Put the lines of the records below, starting at the line that contains "for the dark" and ending at the line that contains "27;0;155;52", into a JSON list of strings with one string per line, skipping blank lines.

# DATASET EXCERPTS:
╔══

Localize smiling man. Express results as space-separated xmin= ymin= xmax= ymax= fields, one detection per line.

╚══
╔══

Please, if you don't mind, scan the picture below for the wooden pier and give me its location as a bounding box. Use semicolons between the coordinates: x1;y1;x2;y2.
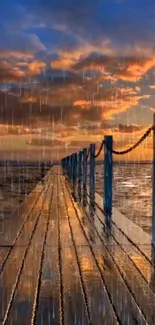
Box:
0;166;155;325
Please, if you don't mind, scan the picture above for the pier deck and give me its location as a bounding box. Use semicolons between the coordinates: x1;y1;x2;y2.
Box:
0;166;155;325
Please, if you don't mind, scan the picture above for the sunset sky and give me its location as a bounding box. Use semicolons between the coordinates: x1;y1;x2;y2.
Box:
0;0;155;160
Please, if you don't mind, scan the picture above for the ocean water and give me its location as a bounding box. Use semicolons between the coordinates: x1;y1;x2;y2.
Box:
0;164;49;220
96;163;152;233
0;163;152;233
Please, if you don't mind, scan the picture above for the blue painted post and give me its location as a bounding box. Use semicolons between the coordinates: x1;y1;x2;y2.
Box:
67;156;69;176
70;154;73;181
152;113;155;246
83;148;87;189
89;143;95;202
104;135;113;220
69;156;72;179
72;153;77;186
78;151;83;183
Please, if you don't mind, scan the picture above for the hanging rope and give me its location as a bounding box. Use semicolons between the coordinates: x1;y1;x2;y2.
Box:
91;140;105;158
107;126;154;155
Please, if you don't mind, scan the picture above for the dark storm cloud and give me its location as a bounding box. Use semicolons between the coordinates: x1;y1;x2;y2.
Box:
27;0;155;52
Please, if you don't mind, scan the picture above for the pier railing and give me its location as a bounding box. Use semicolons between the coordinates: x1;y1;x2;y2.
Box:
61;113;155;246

╚══
╔══

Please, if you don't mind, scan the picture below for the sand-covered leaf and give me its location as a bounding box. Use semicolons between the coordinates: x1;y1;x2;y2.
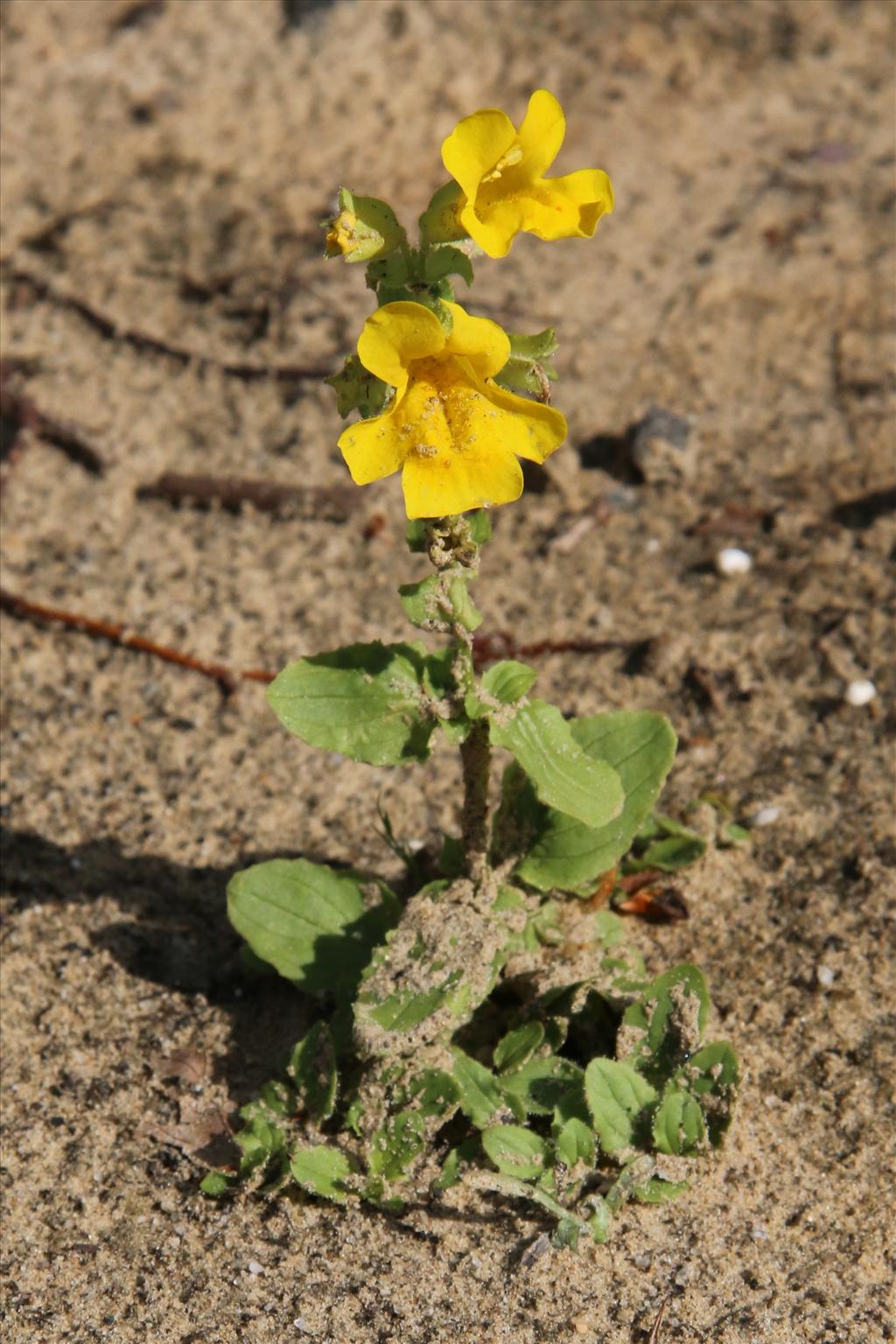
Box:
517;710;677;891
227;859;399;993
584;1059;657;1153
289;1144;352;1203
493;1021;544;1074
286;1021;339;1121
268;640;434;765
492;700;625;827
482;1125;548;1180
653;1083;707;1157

╚══

# EXERCISE RESULT:
[
  "Please, if you don't mind, scan the picture above for the dark storm cloud and give me its location as a bounding box. Use semicolons between the coordinates: x1;y1;x2;y2.",
  "Box:",
  "27;0;155;52"
]